▶ **What to work on**
Needed from the entries below: every line that holds the word "negative".

▶ **Exercise data**
-- Opening Marker --

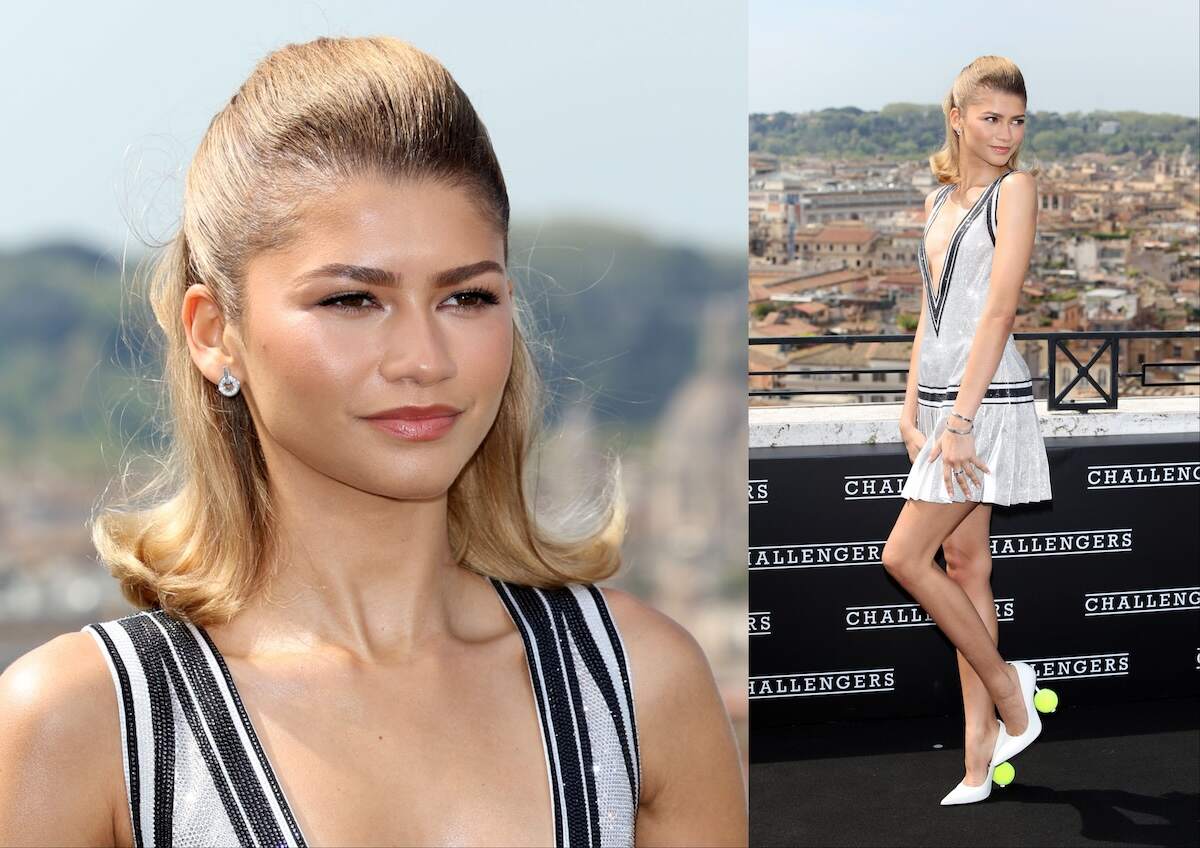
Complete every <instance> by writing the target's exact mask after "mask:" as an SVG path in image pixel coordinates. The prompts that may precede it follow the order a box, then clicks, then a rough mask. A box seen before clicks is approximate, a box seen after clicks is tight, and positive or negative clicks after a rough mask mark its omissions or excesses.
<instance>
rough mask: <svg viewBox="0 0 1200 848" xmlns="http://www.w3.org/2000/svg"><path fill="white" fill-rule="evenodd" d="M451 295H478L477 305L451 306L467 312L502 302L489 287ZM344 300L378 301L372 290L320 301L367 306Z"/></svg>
mask: <svg viewBox="0 0 1200 848" xmlns="http://www.w3.org/2000/svg"><path fill="white" fill-rule="evenodd" d="M450 296H451V297H478V299H479V300H480V301H482V302H480V303H476V305H475V306H455V307H451V308H454V309H458V311H467V312H469V311H472V309H484V308H487V307H488V306H496V305H497V303H499V302H500V299H499V297H497V296H496V295H494V294H492V293H491V291H488V290H487V289H464V290H462V291H455V293H454V294H452V295H450ZM343 300H371V301H374V302H378V301H377V300H376V297H374V295H372V294H371V293H370V291H344V293H342V294H338V295H334V296H332V297H326V299H325V300H323V301H320V306H330V307H332V308H335V309H337V311H338V312H361V311H362V309H365V308H366V307H365V306H346V305H344V303H342V301H343Z"/></svg>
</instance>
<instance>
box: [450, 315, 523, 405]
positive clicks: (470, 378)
mask: <svg viewBox="0 0 1200 848" xmlns="http://www.w3.org/2000/svg"><path fill="white" fill-rule="evenodd" d="M512 332H514V330H512V315H511V313H510V312H509V311H508V309H505V311H504V312H503V313H498V314H496V315H494V317H492V315H490V317H488V320H486V321H478V323H476V325H475V326H474V327H467V329H466V330H464V337H463V339H462V345H461V348H460V350H461V351H462V353H461V357H460V361H458V368H460V372H458V373H460V375H461V377H462V378H464V379H466V380H467V381H469V383H470V384H472V385H473V386H474V387H475V390H476V391H479V392H481V393H493V392H494V393H496V396H497V399H496V403H499V401H498V396H499V393H500V392H502V391H503V389H504V383H505V381H506V380H508V377H509V369H510V368H511V367H512ZM480 399H481V401H482V398H480Z"/></svg>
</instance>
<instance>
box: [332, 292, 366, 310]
mask: <svg viewBox="0 0 1200 848" xmlns="http://www.w3.org/2000/svg"><path fill="white" fill-rule="evenodd" d="M355 301H360V303H359V305H355V306H352V305H350V303H354V302H355ZM362 301H368V302H374V297H373V296H371V295H370V294H367V293H366V291H347V293H344V294H340V295H334V296H332V297H326V299H325V300H323V301H320V305H322V306H331V307H334V308H335V309H337V311H340V312H361V311H362V309H365V308H366V307H365V306H362V305H361V302H362Z"/></svg>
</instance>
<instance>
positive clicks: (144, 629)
mask: <svg viewBox="0 0 1200 848" xmlns="http://www.w3.org/2000/svg"><path fill="white" fill-rule="evenodd" d="M121 626H122V627H125V631H126V632H127V633H128V635H130V639H131V640H132V642H133V646H134V649H136V650H137V651H138V656H139V657H140V660H142V664H143V666H145V664H148V663H149V662H158V661H160V658H158V657H161V662H162V667H163V668H164V669H166V672H167V676H168V678H169V679H170V684H172V686H174V687H175V693H176V694H178V696H179V705H180V709H182V710H184V716H185V717H186V718H187V724H188V727H191V729H192V738H193V739H194V740H196V745H197V747H198V748H199V751H200V757H203V758H204V764H205V765H206V766H208V769H209V776H210V777H211V778H212V786H214V787H215V788H216V792H217V795H218V796H220V798H221V805H222V806H223V807H224V811H226V816H227V817H228V818H229V824H230V825H232V826H233V830H234V834H235V835H236V836H238V841H239V842H240V843H241V844H242V846H253V844H254V841H253V838H252V837H251V835H250V830H248V829H247V828H246V823H245V822H244V820H242V816H241V811H239V810H238V802H236V801H235V800H234V798H233V794H232V793H230V790H229V784H228V783H227V782H226V777H224V775H223V774H222V771H221V764H220V763H218V762H217V757H216V753H215V752H214V751H212V746H211V745H210V744H209V739H208V735H206V734H205V733H204V724H203V723H202V721H200V716H199V714H198V712H197V710H196V704H194V703H193V702H192V698H191V697H190V696H188V693H187V686H186V685H185V684H184V678H182V675H181V674H180V672H179V667H178V664H176V663H175V660H174V657H173V656H172V655H170V648H169V646H168V644H167V638H166V637H164V636H163V635H162V633H161V632H160V631H158V629H157V627H156V626H155V625H154V624H152V623H151V621H150V620H149V614H144V615H137V617H133V618H131V619H122V620H121Z"/></svg>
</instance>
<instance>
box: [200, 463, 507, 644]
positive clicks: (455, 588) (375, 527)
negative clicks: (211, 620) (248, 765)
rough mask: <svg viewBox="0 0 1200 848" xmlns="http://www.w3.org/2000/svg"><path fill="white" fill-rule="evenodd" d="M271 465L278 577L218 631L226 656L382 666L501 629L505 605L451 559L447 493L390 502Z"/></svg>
mask: <svg viewBox="0 0 1200 848" xmlns="http://www.w3.org/2000/svg"><path fill="white" fill-rule="evenodd" d="M272 452H274V453H276V457H274V458H276V459H284V458H283V457H280V456H278V453H280V451H272ZM271 468H272V469H276V473H275V474H272V477H271V481H272V482H271V498H272V507H274V512H275V521H276V528H277V531H276V540H277V541H276V546H275V548H276V549H274V551H271V552H270V554H269V557H268V563H266V567H269V569H270V573H271V575H272V578H271V582H270V584H269V585H268V587H266V588H265V590H264V591H263V593H260V594H259V595H258V596H257V597H256V599H253V600H252V601H251V602H250V605H247V607H246V608H245V609H244V611H242V612H240V613H239V614H238V615H236V617H234V619H233V620H232V621H229V623H227V624H224V625H221V627H220V632H221V633H222V645H223V646H222V650H223V651H226V652H229V654H234V655H236V654H242V655H251V654H254V655H266V654H295V652H312V651H326V652H330V654H336V655H342V656H343V658H349V660H350V661H359V662H362V663H377V662H386V661H398V660H403V658H406V657H409V656H412V655H414V654H416V652H419V651H421V650H422V649H427V648H428V646H430V645H432V644H434V643H437V642H438V640H442V639H445V638H446V637H451V638H475V637H479V638H482V635H484V633H485V632H486V630H487V627H490V626H494V625H496V624H497V621H496V618H494V613H496V612H497V611H498V609H499V611H503V608H502V607H500V606H499V601H498V600H497V599H496V597H492V596H493V595H494V591H493V590H492V589H491V587H490V585H487V584H486V581H485V579H484V578H482V577H480V576H479V575H475V573H474V572H470V571H467V570H466V569H463V567H461V566H458V565H457V564H456V563H455V561H454V557H452V553H451V548H450V541H449V530H448V512H446V494H445V493H443V494H440V495H438V497H434V498H428V499H404V500H401V499H395V498H385V497H380V495H376V494H371V493H370V492H364V491H362V489H358V488H354V487H352V486H348V485H346V483H343V482H340V481H337V480H334V479H331V477H329V476H328V475H325V474H322V473H319V471H317V470H314V469H312V468H310V467H308V465H306V464H304V463H302V462H299V461H298V459H295V457H288V458H286V459H284V461H283V462H274V463H271ZM216 630H217V629H214V632H215V631H216ZM214 638H216V637H214ZM226 645H227V646H226Z"/></svg>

-- Closing Marker --

▶ **Exercise output**
Complete every <instance> by writing the target's exact mask after "mask:" as an SVG path in image pixel coordinates. The prompts that may precede it follow the order a box, then clicks, then a rough mask. A box seen before clicks is approximate, a box seen after clicks is tight, and positive or negative clicks after a rough mask mark its omissions or excesses.
negative clicks: (211, 620) (248, 765)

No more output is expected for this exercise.